In the text about reading scripts, how long does the writer say it takes to read an hour-long script?

TEXT PROVIDED
********************

I can make you a strong argument for both. If you needed this for some test, I could stock you up with reasons to read the script and reasons not to.

You can imagine all of them except, I find myself hoping, one that matters rather a lot.

It’s quicker to read the script.

There. I’ve said it. I can read an hour-long script in about twenty minutes. A full-length feature film, say 120 pages, is maybe fifty minutes reading time at most.

I do read quickly but I never speed-read and I don’t skip anything, it’s just that I’m fast and scripts have very few words on the page anyway.

There is also this. I know in the first few seconds on page one whether I’m going to think it’s a good script. Recently I read a set where it took a page to get going and if we were in production I’d just kill those pages. But even then, they didn’t get going good enough: my first reaction was maybe harsh but definitely fair.

One interesting thing about reading other people’s scripts is that you come back to your own with a different perspective. Hopefully a better perspective but unquestionably different.

The trick is to read the ones by the fantastic writers.

Some 529 Not Out

Look at me there: I could not, just could not write a title that begins with a number. I had to contort that word ‘Some’ into it and I think that changes the meaning. If I were sure what it changed the meaning to, I might worry but if you don’t mind, I’d like to put all of this behind us and discuss 529 other topics.

As I write to you, it’s half midnight on Thursday 25 October 2018 and it’s not as if I’ve finished work, it’s more that I have to stop. I’m running a day-long workshop tomorrow for actors, musicians and journalists, and I’d like to be a teeny bit further along with the planning. Each time I do one of these, I rewrite the whole thing just to really get it all into my head and to freshen it up.

Tonight I want to add in a photo but considering the mistakes I’ve been making for the last hour, I’d probably end up photographing my thumb.

So the sensible thing is to stop, get some sleep and pick it up in the morning. There’s time, it’s sensible and practical.

Only, there’s also that 539 business.


I decided to read a script a day for 2018 and it’s fair to say that I’ve failed because so far I’ve read 539.

I haven’t read one tonight. Er, Thursday, I haven’t read one. I have a pain in my side from writing at this table for the last five hours, there is a bed calling to me from less than a metre away – this isn’t the most luxurious of hotels – and, oh, stop looking at me like that.

Okay, fine. Okay. I’ll read number 540. Because of that face of yours.

I’ve no idea what it will be as I’ve exhausted the short Danger Mouse ones.

But I do know this. I am writing a lot better this year. And there may have been some truly dreadful scripts. Yet I’ve been engrossed and exhilarated and sometimes upset to the point of tears too. And just occasionally, I’ve been a bit proud.

Such as now. I’ve read 530. I picked a short film script of my own because it was here and because I couldn’t remember anything about it. Also, it was short and you were looking a bit mad at me.

It’s not great. But the idea is and the script feels alive. I finished it wondering who I could pitch it to.

So on the one hand I do credit reading a lot of scripts but I also blame you for being so disciplined with my time. Can I go to sleep now?

Bad writing habits

Apart from my typing, with I swear is very good, a thing I like about my writing is something I also dislike – but I doubt I’ll ever stop.

********************

EXTRACTED ENTRIES
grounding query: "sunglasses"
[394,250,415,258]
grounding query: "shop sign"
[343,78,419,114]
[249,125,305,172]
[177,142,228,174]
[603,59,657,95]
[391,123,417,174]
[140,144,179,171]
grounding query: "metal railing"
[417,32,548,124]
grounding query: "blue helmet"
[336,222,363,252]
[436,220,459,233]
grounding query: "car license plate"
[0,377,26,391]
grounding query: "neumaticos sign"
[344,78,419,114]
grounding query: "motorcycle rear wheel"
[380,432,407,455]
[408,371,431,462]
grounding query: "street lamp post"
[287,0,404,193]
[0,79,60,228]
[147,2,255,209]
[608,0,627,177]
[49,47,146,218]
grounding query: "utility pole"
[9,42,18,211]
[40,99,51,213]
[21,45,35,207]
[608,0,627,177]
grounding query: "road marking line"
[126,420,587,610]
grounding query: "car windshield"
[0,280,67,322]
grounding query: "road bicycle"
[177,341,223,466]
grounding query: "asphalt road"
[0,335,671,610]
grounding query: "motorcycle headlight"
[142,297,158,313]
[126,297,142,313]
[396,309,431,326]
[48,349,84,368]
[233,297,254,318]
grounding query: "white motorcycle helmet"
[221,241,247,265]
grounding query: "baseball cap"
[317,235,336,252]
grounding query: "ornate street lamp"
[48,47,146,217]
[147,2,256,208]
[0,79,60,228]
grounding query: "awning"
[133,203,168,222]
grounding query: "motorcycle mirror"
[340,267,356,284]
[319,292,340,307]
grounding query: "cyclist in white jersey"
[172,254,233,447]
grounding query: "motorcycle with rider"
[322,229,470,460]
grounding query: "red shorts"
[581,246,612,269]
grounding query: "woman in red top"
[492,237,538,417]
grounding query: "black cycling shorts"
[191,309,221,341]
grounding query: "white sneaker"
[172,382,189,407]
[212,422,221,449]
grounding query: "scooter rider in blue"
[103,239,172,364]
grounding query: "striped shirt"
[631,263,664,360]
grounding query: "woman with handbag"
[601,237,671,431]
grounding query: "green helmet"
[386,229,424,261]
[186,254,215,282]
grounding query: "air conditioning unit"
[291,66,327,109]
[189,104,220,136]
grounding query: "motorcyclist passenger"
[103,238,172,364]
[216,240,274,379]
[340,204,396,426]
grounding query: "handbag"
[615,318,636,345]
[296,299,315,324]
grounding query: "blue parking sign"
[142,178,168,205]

********************

RESPONSE TO THE TASK
About twenty minutes.